WHAT YOU SHOULD DO
Beginning with the line containing "# test: point output for the queried phrase", give every line again exactly as it is, ending with the last line of the entries.

SUPPLIED MATERIAL
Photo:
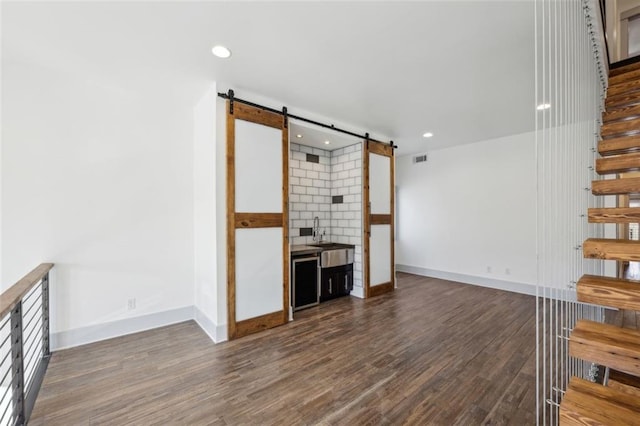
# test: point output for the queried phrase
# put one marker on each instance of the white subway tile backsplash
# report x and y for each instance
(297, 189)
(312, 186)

ANSWER TO THE EXERCISE
# test: point output for the queried phrase
# put one marker on each instance of the white subway tile backsplash
# report x and y for each instance
(297, 189)
(312, 186)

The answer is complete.